• WORK INSTRUCTIONS
Your answer must match the records word for word and contain no pictures.

....

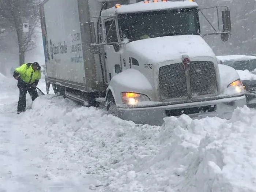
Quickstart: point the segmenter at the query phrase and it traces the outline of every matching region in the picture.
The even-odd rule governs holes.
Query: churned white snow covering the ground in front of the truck
[[[16,83],[0,75],[1,192],[256,192],[254,109],[154,127],[49,94],[18,115]]]

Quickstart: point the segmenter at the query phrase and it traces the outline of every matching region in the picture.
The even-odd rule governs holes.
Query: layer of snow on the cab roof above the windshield
[[[109,14],[123,14],[123,13],[132,13],[132,12],[144,12],[144,11],[155,11],[155,10],[164,10],[164,9],[175,9],[175,8],[190,8],[198,7],[197,3],[189,0],[184,1],[140,1],[138,3],[128,4],[128,5],[118,5],[106,10]]]

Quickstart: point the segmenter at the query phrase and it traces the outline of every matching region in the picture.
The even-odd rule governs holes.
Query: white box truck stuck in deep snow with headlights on
[[[231,33],[222,13],[221,39]],[[246,105],[236,70],[218,65],[193,0],[45,0],[40,5],[47,92],[135,123],[167,116],[230,118]],[[204,16],[204,15],[203,15]],[[218,15],[219,21],[219,15]]]

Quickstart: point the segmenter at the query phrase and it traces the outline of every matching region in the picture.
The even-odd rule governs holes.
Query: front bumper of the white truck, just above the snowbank
[[[246,105],[245,95],[174,105],[142,108],[117,108],[116,115],[123,120],[131,120],[134,123],[162,125],[164,122],[163,118],[168,116],[179,117],[183,111],[193,119],[215,116],[229,119],[231,118],[234,109],[243,107],[244,105]]]

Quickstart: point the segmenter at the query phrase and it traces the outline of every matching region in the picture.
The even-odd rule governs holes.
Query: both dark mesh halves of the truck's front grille
[[[190,63],[189,75],[192,97],[218,93],[214,63],[193,61]],[[159,68],[159,91],[161,99],[188,97],[182,63]]]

....

• RESPONSE AREA
Quickstart: point the segmenter at the query phrase and it traces the outline of every matching region in the picture.
The even-odd rule governs holes.
Query: churned white snow covering the ground in front of the truck
[[[16,83],[0,75],[1,192],[256,192],[254,109],[154,127],[49,94],[18,115]]]

Quickstart: point the segmenter at the query phrase and it traces the outline of every matching region in the picture.
The even-odd rule governs holes.
Query: layer of snow on the cab roof above the windshield
[[[109,14],[123,14],[123,13],[132,13],[132,12],[144,12],[144,11],[155,11],[155,10],[164,10],[164,9],[175,9],[175,8],[190,8],[198,7],[197,3],[189,0],[184,1],[140,1],[138,3],[128,4],[128,5],[118,5],[106,10]]]

Quickstart: point the segmenter at the query phrase and it traces the outline of every matching region in the picture.
The even-odd rule governs holes.
Query: white box truck stuck in deep snow with headlights on
[[[231,33],[222,13],[221,39]],[[246,105],[236,70],[218,65],[193,0],[45,0],[40,5],[47,92],[135,123],[167,116],[230,118]],[[204,16],[204,15],[203,15]],[[218,15],[219,21],[219,15]]]

Quickstart: point the segmenter at the query phrase and it traces the outline of every matching region in the picture.
The even-odd rule governs holes.
Query: front bumper of the white truck, just above the snowbank
[[[246,105],[245,95],[174,105],[142,108],[117,108],[116,115],[123,120],[131,120],[134,123],[162,125],[164,122],[163,118],[168,116],[179,117],[183,111],[193,119],[215,116],[229,119],[231,118],[234,109],[243,107],[244,105]]]

Quickstart: point the segmenter at the query phrase and it traces the outline of every matching region in the picture.
The even-odd rule governs holes.
Query: both dark mesh halves of the truck's front grille
[[[190,63],[189,75],[192,97],[218,93],[214,63],[193,61]],[[159,68],[159,91],[161,99],[188,97],[182,63]]]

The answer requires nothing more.